■ Task statement ■
Identify the line in which "fan blade, one" appears, then reproduce that line and all remaining lines of the records word for word.

■ Extracted data ■
* begin *

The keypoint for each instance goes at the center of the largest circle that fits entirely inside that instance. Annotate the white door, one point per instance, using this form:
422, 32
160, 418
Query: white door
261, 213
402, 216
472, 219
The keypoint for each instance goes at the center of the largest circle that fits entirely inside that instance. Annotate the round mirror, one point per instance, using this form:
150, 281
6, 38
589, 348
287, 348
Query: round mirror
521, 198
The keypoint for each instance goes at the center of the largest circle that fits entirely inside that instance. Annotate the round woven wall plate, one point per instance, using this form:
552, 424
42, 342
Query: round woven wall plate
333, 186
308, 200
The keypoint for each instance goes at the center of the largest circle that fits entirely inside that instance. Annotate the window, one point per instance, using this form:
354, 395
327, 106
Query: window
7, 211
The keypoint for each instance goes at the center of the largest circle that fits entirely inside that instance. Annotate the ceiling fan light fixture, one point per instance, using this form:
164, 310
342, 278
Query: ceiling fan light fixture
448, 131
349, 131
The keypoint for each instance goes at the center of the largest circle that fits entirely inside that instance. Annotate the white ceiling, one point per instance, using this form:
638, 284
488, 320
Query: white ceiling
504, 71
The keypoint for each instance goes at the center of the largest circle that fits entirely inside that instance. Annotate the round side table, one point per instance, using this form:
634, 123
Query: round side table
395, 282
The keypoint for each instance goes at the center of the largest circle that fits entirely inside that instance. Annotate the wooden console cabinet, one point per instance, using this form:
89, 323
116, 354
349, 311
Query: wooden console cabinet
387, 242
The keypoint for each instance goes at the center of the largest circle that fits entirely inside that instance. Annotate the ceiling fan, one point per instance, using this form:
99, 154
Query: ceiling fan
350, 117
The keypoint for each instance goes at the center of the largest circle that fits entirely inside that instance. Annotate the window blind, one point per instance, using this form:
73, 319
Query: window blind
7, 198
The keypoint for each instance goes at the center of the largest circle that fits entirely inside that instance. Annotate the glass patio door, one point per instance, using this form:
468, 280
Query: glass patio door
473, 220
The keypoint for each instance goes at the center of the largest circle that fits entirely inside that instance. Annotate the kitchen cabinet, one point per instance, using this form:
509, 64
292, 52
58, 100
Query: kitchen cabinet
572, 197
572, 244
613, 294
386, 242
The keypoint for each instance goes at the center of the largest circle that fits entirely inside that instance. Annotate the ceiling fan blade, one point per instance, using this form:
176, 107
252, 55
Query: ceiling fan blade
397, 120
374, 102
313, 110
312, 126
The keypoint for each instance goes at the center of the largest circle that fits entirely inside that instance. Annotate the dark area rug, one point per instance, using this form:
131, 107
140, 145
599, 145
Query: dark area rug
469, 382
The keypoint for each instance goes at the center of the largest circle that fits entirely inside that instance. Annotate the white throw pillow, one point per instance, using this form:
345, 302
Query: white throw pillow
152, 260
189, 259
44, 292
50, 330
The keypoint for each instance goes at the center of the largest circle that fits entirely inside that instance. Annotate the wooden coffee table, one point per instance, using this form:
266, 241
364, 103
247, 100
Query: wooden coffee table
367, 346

* end *

■ Task output ■
The keypoint for each instance goes at the center of the largest circle that fits entirely inside that instance. Annotate the ceiling fan blade, one point per instance, using this form:
176, 107
252, 55
Query: ceiling fan blade
397, 120
374, 102
313, 110
312, 126
The keypoint for each instance goes at the center of the largest circle that fits entirely inside that instance. Annotate the dark area rug, one point per instance, using this form:
131, 107
140, 145
599, 145
Query: dark area rug
469, 382
The keypoint for each instance goes at the center of the largest circle that fits entirely inside that instance. Annotate the white throw pillow, one point per instance, using this form:
345, 302
Query: white throw pillow
152, 260
189, 259
44, 292
50, 330
The keypoint for each instance goes at the center of the largest circle that fits entirely inside that instance. Annotate the wooden coffee table, one point per instance, using this form:
266, 241
364, 103
247, 100
Query: wooden coffee table
367, 346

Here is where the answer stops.